The entries must be retyped exactly, down to the last line.

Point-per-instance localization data
[Start of section]

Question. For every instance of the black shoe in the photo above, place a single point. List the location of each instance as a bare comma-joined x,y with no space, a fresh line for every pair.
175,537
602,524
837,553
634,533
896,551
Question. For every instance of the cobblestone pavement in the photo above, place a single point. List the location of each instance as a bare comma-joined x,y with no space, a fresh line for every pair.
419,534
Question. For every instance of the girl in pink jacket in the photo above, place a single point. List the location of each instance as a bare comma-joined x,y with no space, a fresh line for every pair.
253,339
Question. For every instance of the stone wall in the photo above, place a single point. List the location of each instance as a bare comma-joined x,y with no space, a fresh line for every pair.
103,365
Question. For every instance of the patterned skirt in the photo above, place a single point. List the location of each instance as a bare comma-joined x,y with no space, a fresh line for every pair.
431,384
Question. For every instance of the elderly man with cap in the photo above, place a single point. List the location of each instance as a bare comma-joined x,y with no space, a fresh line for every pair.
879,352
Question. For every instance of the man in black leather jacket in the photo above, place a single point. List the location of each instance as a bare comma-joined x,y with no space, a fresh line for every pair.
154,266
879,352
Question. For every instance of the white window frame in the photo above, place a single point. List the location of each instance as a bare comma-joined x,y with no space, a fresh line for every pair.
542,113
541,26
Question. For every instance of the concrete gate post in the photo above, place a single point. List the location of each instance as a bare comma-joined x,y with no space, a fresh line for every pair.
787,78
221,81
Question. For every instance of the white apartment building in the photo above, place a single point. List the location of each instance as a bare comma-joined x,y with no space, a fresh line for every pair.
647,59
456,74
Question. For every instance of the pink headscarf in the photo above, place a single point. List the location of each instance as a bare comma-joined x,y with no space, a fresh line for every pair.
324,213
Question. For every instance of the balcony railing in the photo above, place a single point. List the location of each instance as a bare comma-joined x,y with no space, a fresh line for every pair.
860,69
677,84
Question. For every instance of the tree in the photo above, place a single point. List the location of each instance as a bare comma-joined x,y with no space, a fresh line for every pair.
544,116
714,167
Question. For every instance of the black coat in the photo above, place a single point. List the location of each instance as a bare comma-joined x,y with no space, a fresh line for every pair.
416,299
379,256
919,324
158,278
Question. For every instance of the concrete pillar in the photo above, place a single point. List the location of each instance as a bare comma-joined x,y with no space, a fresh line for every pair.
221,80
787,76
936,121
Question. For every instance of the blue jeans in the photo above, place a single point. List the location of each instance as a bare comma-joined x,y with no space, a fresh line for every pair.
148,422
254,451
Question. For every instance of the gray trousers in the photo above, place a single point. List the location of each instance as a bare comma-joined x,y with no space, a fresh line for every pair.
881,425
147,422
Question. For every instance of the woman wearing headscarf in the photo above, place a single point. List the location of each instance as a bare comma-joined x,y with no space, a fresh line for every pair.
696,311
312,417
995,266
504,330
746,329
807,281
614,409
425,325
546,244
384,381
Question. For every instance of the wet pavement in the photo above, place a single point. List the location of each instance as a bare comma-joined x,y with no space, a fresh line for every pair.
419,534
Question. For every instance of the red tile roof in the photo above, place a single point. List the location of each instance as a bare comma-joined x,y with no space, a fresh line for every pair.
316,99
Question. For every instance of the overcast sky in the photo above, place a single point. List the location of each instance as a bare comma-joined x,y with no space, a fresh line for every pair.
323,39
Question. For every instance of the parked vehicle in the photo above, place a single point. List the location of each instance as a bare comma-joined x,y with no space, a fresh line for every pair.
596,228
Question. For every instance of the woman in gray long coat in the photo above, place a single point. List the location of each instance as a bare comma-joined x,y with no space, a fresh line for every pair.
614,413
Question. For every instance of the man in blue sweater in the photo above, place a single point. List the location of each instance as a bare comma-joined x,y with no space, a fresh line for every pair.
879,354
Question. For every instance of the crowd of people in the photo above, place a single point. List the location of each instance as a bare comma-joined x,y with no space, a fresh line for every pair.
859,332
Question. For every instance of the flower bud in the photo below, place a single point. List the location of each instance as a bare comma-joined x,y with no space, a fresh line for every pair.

[End of section]

Output -
Question. For every instance of the black shoe in the photo above, place a single point. List the location of each instance as a bare comma-joined x,y with no space, a fresh line for every pair.
175,537
602,524
837,553
634,533
896,551
Question. For every instance of the cobblestone pavement in the photo above, place a single point. List the location of each instance as a bare comma-joined x,y with no space, a fresh line for every pair.
419,534
Question. For every instance of the girl in pink jacket in the photo above, place a single point. List the location of each instance as a bare comma-joined x,y with no space, a fresh line for every pair.
253,339
Question. For every instance of the stone wall in the photo above, place a single point. List the location of each instance as a bare comma-joined x,y with no space, a fresh line for every pair.
103,365
Question. For every instance of the patterned skirt in the photo above, place a single point. List the location of each instance as a bare comma-joined x,y with no space, a fresh line for every pair.
431,384
Question. For every instance of the elderly man with cap in the photo above, place a single point. List the location of each instance as a bare comma-joined x,y with no space, a fresh line for every pair.
879,352
Question. For every instance of the man in black leather jacket in the photo above, place a single point. List the location of each instance as a bare comma-joined x,y with no space, a fresh line for every pair.
154,266
879,352
Question. For every instance of the white window frame in the photo above, place a single point. List the location of each instance as a bare comma-joined x,y with no space, a fresh line for every pair.
542,113
541,26
Question. For every instance of the concrete gate post in the photo above, place a single point. List the location of each instance as a bare comma-joined x,y with no space, a fresh line for every pair.
787,78
221,81
Question. For every instance of the white apartment building in the photo above, place a single point. List the location of each instance as a bare comma-joined x,y with no space, a fresh line for every pair.
647,59
456,74
Question. For every instance of the pink headscarf in the photo above, place a single point. List the location of each instance as a bare comma-joined x,y with no space, a fresh line for every pair.
324,213
Question. For every instance of the balcony railing in the photo above, place a single point. List the location of each instance as a bare comma-joined x,y with no space, a fresh line for every pair.
860,69
677,84
Question. For every instance of the tree in the photo above, place a single point. List the location of each instance as a bare comma-joined x,y with no space, a fresh line for every pair.
544,116
714,167
Question. For every instance of the black coat in the photo above, place a single point. List the location of each instance as a bare comma-joined x,y with no space, a fresh line for every pair.
416,299
379,256
919,324
158,278
Question. For every instance of the concrete pillar in the photo above, place a single point. List the location of each instance as a bare comma-joined x,y with no space, a fresh line for every pair.
221,80
787,76
936,121
Question. For every instance of the blue jeans in the photo above, place a single point. List the location of each instance as a bare comma-joined x,y with no space, a fresh line for every pair.
148,422
254,451
Question. For every instance of the gray trousers in the photo above, place a single point. List the location of each instance as a bare comma-joined x,y with no space, a fresh line for every pair.
881,425
147,422
Question. For every instance of the woman wearing headscarf in the photo above, place a single point. List the location of each instance as a bare comma-joined x,y with no space, a fresh line for every pair.
696,311
312,417
995,266
504,330
746,329
807,281
614,409
425,325
546,244
384,381
Question. For every instance of the wet pavement in the photo above, place a single point. List the location of each instance as a bare comma-joined x,y with no space, a fresh line for every pair.
419,534
Question. For every instance of the red tile roof in the photo above, place a single point. List the location of each instance as a bare comma-joined x,y with no space, a fresh line for every pair.
316,99
Question. For every instance of the overcast sky in the photo above, place a single point. List the location of each instance as a bare comma-joined x,y with no space, a fresh line for every pair.
323,39
Question. For every instance of the parked vehicle in the photo above, place a single point. List the location of each instance as a bare comma-joined x,y with no space, a fresh line for every pair.
596,228
Question. For every instance of the woman in gray long coat in the photo above, place a single point. List the location of each instance as a bare comma-joined x,y with no space, a fresh line for every pair.
614,413
Question. For every instance of the man in blue sweater in the photo above, place a single point. List the location of each instance as a bare comma-joined x,y with no space, a fresh line for every pair.
879,354
Question. For every instance of the crowd of people in the photo above, place a single point. List the location of each instance as a bare comma-joined x,y with no space, a fresh line for every pair.
859,332
Question. For every instance of the flower bud in the photo below, place a single point. List the location of each instance as a bare comma-joined x,y with no space, a fresh line for every pair.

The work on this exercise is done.